● **Données fournies**:
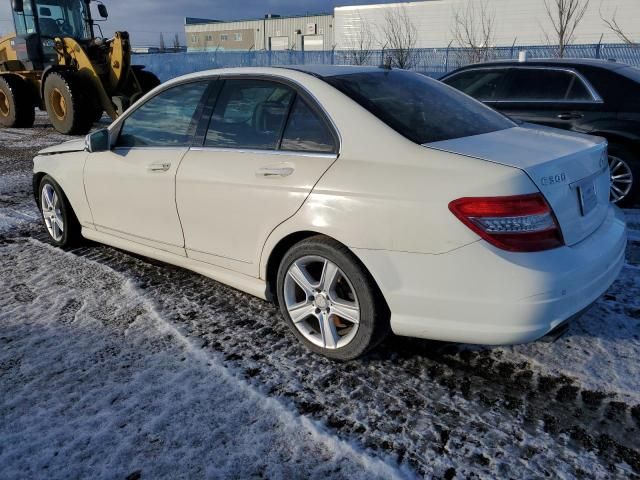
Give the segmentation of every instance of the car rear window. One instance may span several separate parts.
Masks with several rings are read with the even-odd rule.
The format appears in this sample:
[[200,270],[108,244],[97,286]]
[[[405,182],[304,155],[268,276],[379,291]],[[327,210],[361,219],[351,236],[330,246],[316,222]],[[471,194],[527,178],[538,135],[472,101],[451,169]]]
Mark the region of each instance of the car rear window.
[[640,68],[626,66],[626,67],[617,69],[616,72],[621,73],[625,77],[640,83]]
[[325,77],[325,81],[419,144],[515,126],[482,103],[418,73],[381,69]]

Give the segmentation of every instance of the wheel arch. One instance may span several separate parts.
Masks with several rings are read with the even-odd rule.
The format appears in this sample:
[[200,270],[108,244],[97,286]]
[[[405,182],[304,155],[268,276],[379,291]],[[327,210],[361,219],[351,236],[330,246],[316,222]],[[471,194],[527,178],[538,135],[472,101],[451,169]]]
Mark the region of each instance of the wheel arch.
[[[45,172],[36,172],[33,174],[33,178],[31,180],[31,184],[33,186],[33,198],[36,200],[36,205],[40,205],[40,182],[48,173]],[[49,175],[51,176],[51,175]],[[51,177],[53,178],[53,177]],[[55,180],[55,179],[54,179]],[[56,182],[58,183],[58,182]],[[58,184],[59,185],[59,184]],[[62,187],[60,187],[62,188]],[[40,207],[38,207],[40,208]]]
[[640,155],[640,137],[625,132],[612,130],[594,130],[589,135],[603,137],[609,145],[619,145],[630,150],[634,155]]
[[[287,251],[289,251],[291,247],[311,237],[329,238],[349,249],[349,247],[345,245],[343,242],[341,242],[340,240],[322,232],[317,232],[312,230],[300,230],[300,231],[292,232],[292,233],[289,233],[288,235],[285,235],[274,245],[271,251],[268,252],[268,257],[265,262],[264,278],[266,280],[265,282],[266,296],[267,296],[267,300],[269,300],[270,302],[273,302],[275,304],[278,303],[278,296],[276,294],[276,284],[278,280],[278,269],[280,267],[280,262],[282,261]],[[354,258],[356,259],[356,262],[358,263],[360,268],[362,268],[365,275],[369,276],[373,286],[375,287],[376,294],[378,295],[380,302],[385,306],[387,311],[389,311],[389,304],[387,303],[387,300],[384,297],[384,294],[382,293],[382,290],[380,289],[380,286],[376,281],[375,277],[371,274],[371,271],[362,262],[362,260],[351,249],[349,249],[349,251],[351,251]]]

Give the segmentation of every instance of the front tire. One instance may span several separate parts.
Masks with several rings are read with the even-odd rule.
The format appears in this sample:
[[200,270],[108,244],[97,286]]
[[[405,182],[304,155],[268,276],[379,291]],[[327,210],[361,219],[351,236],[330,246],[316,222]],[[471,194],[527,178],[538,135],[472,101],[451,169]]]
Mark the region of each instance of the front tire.
[[85,135],[96,116],[91,86],[77,73],[53,72],[44,83],[44,100],[53,127],[64,135]]
[[285,254],[277,295],[294,335],[335,360],[364,355],[390,331],[375,282],[348,248],[330,238],[308,238]]
[[58,247],[78,244],[82,238],[80,223],[60,186],[45,175],[38,192],[38,207],[51,242]]
[[0,125],[31,128],[35,107],[29,85],[17,75],[0,76]]
[[619,207],[633,207],[640,200],[640,159],[620,145],[609,146],[611,201]]

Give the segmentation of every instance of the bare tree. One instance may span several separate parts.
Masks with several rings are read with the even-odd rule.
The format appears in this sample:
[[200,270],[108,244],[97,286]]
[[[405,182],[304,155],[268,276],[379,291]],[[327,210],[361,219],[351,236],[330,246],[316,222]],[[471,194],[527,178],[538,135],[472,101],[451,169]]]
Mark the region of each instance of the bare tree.
[[374,36],[371,25],[360,17],[357,32],[349,40],[347,52],[351,65],[367,65],[373,55],[373,45]]
[[552,32],[545,33],[547,43],[558,46],[558,57],[564,57],[567,45],[573,42],[575,31],[584,14],[587,13],[590,0],[544,0],[547,17]]
[[387,11],[382,32],[385,37],[384,48],[388,49],[385,64],[411,68],[415,61],[414,49],[418,41],[418,29],[406,7]]
[[607,26],[609,30],[611,30],[613,33],[616,34],[616,36],[620,39],[620,41],[622,41],[623,43],[626,43],[627,45],[637,46],[638,43],[634,42],[631,39],[631,37],[622,29],[616,17],[617,17],[616,11],[613,12],[613,15],[610,18],[605,18],[605,16],[602,14],[602,11],[600,12],[600,18],[602,19],[604,24]]
[[488,60],[495,43],[495,12],[486,1],[467,0],[453,13],[452,35],[456,46],[465,49],[466,63]]

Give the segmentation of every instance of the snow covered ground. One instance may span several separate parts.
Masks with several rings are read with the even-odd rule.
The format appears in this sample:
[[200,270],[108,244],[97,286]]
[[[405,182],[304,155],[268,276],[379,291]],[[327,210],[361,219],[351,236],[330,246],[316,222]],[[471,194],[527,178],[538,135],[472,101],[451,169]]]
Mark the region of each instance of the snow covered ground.
[[109,247],[49,246],[0,130],[0,478],[640,474],[640,211],[627,264],[554,343],[391,338],[336,364],[270,304]]

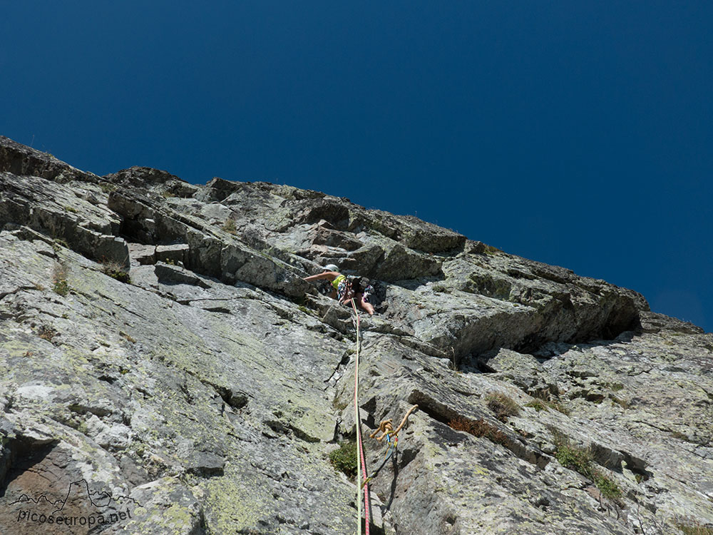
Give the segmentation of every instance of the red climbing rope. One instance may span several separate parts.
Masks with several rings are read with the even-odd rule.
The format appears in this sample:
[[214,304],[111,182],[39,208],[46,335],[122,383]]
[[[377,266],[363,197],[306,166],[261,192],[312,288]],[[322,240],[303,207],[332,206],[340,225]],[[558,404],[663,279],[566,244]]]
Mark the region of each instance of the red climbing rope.
[[369,535],[369,478],[366,477],[366,464],[364,460],[364,445],[361,443],[361,418],[359,414],[359,317],[354,297],[352,298],[352,307],[356,316],[355,327],[356,327],[356,357],[354,364],[354,423],[356,425],[356,504],[358,516],[356,517],[357,535],[361,535],[361,496],[359,491],[364,487],[364,514],[366,535]]

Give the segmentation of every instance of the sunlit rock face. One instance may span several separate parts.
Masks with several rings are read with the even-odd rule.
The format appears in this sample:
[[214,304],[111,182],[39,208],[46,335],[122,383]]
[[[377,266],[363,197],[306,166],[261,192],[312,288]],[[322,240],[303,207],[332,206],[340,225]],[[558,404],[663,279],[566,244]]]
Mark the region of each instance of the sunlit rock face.
[[[0,138],[0,532],[352,534],[369,278],[372,533],[713,525],[713,336],[635,292],[315,191]],[[50,518],[51,517],[51,523]],[[53,531],[54,530],[54,531]],[[688,530],[688,531],[685,531]]]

● **Objectif de l'exercice**: Reportez l'ensemble des données ci-dessus dans une liste numérotée, en omettant les lignes vides. Laissez les images hors de votre réponse, s'il vous plaît.

● **Réponse rédigée**:
1. Give the segmentation of every instance of the car rear window. One instance may span several separate parts.
2. Masks with several rings are read with the even-odd rule.
3. The format appears in this sample:
4. [[200,270],[108,244],[97,286]]
5. [[[405,182],[304,155],[268,276],[379,291]],[[327,210],[361,219],[351,236],[330,246],[316,222]],[[471,194],[527,178],[538,135],[472,101],[451,169]]]
6. Mark the region of each instance of the car rear window.
7. [[640,68],[626,66],[626,67],[617,69],[616,72],[621,73],[625,77],[640,83]]
8. [[325,77],[325,81],[419,144],[515,126],[482,103],[418,73],[381,69]]
9. Give the segmentation of every instance of the wheel arch. One instance may span several separate parts.
10. Masks with several rings are read with the even-odd rule.
11. The format appears in this sample:
12. [[200,270],[108,244],[97,286]]
13. [[[405,182],[304,155],[268,276],[379,291]],[[327,210],[361,219],[351,236],[330,246],[316,222]],[[471,194],[527,178],[538,135],[472,101],[451,169]]]
14. Mark the region of each instance of the wheel arch.
15. [[[45,172],[36,172],[33,174],[33,178],[31,180],[31,184],[33,186],[33,198],[36,200],[36,205],[40,205],[40,182],[48,173]],[[49,175],[51,176],[51,175]],[[51,177],[53,178],[53,177]],[[55,180],[55,179],[54,179]],[[56,182],[58,183],[58,182]],[[58,184],[59,185],[59,184]],[[62,187],[60,187],[62,188]],[[40,207],[38,207],[40,208]]]
16. [[640,155],[640,137],[625,132],[612,130],[594,130],[589,135],[603,137],[609,145],[619,145],[630,150],[634,155]]
17. [[[287,251],[289,251],[291,247],[311,237],[329,238],[349,249],[349,247],[345,245],[343,242],[341,242],[340,240],[322,232],[317,232],[312,230],[300,230],[300,231],[292,232],[292,233],[289,233],[288,235],[285,235],[274,245],[271,251],[268,252],[268,257],[265,262],[264,278],[266,280],[265,282],[266,296],[267,296],[267,300],[269,300],[270,302],[273,302],[275,304],[278,303],[278,296],[276,294],[276,284],[278,280],[278,269],[280,267],[280,262],[282,261]],[[354,258],[356,259],[356,262],[358,263],[360,268],[362,268],[365,275],[369,276],[373,286],[375,287],[376,294],[378,295],[380,302],[385,306],[387,311],[389,311],[389,304],[387,303],[387,300],[384,297],[384,294],[382,293],[382,290],[380,289],[380,286],[376,281],[375,277],[371,274],[371,271],[362,262],[362,260],[351,249],[349,249],[349,251],[351,251]]]
18. Give the segmentation of every instance of the front tire. One instance may span several separate parts.
19. Masks with several rings are read with the even-odd rule.
20. The format appears in this sample:
21. [[200,270],[108,244],[97,286]]
22. [[[405,182],[304,155],[268,276],[379,291]],[[327,210],[361,219],[351,236],[330,246],[316,222]],[[471,194],[527,178],[538,135],[472,101],[451,169]]]
23. Mark the region of each instance of the front tire.
24. [[85,135],[96,116],[91,86],[77,73],[53,72],[44,83],[44,100],[53,127],[64,135]]
25. [[285,254],[277,295],[294,335],[335,360],[364,355],[390,331],[375,282],[348,248],[330,238],[308,238]]
26. [[58,247],[78,244],[82,238],[80,223],[60,186],[45,175],[38,192],[38,207],[51,242]]
27. [[0,125],[31,128],[35,107],[29,85],[17,75],[0,76]]
28. [[619,207],[633,207],[640,200],[640,159],[620,145],[609,146],[611,201]]
29. Give the segmentation of every instance of the bare tree. One instance may span several separate parts.
30. Masks with several rings are read with the even-odd rule.
31. The format appears in this sample:
32. [[200,270],[108,244],[97,286]]
33. [[[405,182],[304,155],[268,276],[379,291]],[[327,210],[361,219],[351,236],[330,246],[316,222]],[[471,194],[527,178],[538,135],[472,101],[451,169]]]
34. Mark the region of each instance of the bare tree.
35. [[374,36],[371,25],[360,17],[357,32],[349,40],[347,52],[351,65],[367,65],[373,55],[373,45]]
36. [[552,32],[545,33],[547,43],[558,46],[558,57],[564,57],[567,45],[573,42],[575,31],[584,14],[587,13],[590,0],[544,0],[547,17]]
37. [[387,11],[382,32],[385,37],[384,48],[388,49],[385,64],[411,68],[415,61],[414,49],[418,41],[418,29],[406,7]]
38. [[607,26],[609,30],[611,30],[613,33],[616,34],[616,36],[620,39],[620,41],[622,41],[623,43],[626,43],[627,45],[637,46],[638,43],[634,42],[631,39],[631,37],[622,29],[616,17],[617,17],[616,11],[613,12],[613,15],[610,18],[605,18],[605,16],[602,14],[602,11],[600,12],[600,18],[602,19],[604,24]]
39. [[488,60],[495,43],[495,12],[486,1],[467,0],[453,13],[452,35],[456,46],[465,49],[466,63]]
40. Give the segmentation of every instance of the snow covered ground. One instance may span several separate parts.
41. Masks with several rings are read with the even-odd rule.
42. The format appears in this sample:
43. [[200,270],[108,244],[97,286]]
44. [[[405,182],[304,155],[268,276],[379,291]],[[327,210],[361,219],[351,236],[330,246],[316,222]],[[471,194],[527,178],[538,135],[472,101],[451,169]]]
45. Mark the region of each instance of the snow covered ground.
46. [[109,247],[49,246],[0,130],[0,478],[640,474],[640,211],[627,264],[554,343],[391,338],[336,364],[270,304]]
47. Give the segmentation of every instance of the red climbing rope. One instance may span several separate parts.
48. Masks with several rings are read with the even-odd rule.
49. The format appears in this sample:
50. [[214,304],[111,182],[39,208],[46,335],[122,383]]
51. [[[377,266],[363,197],[306,166],[261,192],[312,288]],[[322,240],[303,207],[332,206],[340,225]],[[558,404],[663,279],[566,244]]]
52. Mark the region of each instance of the red climbing rope.
53. [[369,535],[369,478],[366,477],[366,464],[364,460],[364,445],[361,443],[361,418],[359,414],[359,317],[354,297],[352,298],[352,307],[356,316],[355,327],[356,327],[356,357],[354,364],[354,423],[356,425],[356,504],[358,516],[356,517],[357,535],[361,535],[361,496],[359,491],[364,487],[364,514],[366,535]]
54. Give the segmentation of every instance of the sunlit rock face. One instance may span several separate parts.
55. Masks with several rings are read with the even-odd rule.
56. The format appears in this sample:
57. [[214,304],[111,182],[39,208],[46,335],[122,383]]
58. [[[377,266],[363,197],[306,166],[261,192],[312,288]],[[322,240],[303,207],[332,206],[340,225]],[[558,404],[663,279],[566,244]]]
59. Mark the region of each instance of the sunlit rock face.
60. [[[0,138],[0,532],[352,534],[369,278],[372,533],[713,525],[713,336],[635,292],[315,191]],[[50,518],[51,517],[51,523]],[[53,531],[54,530],[54,531]],[[688,530],[688,531],[685,531]]]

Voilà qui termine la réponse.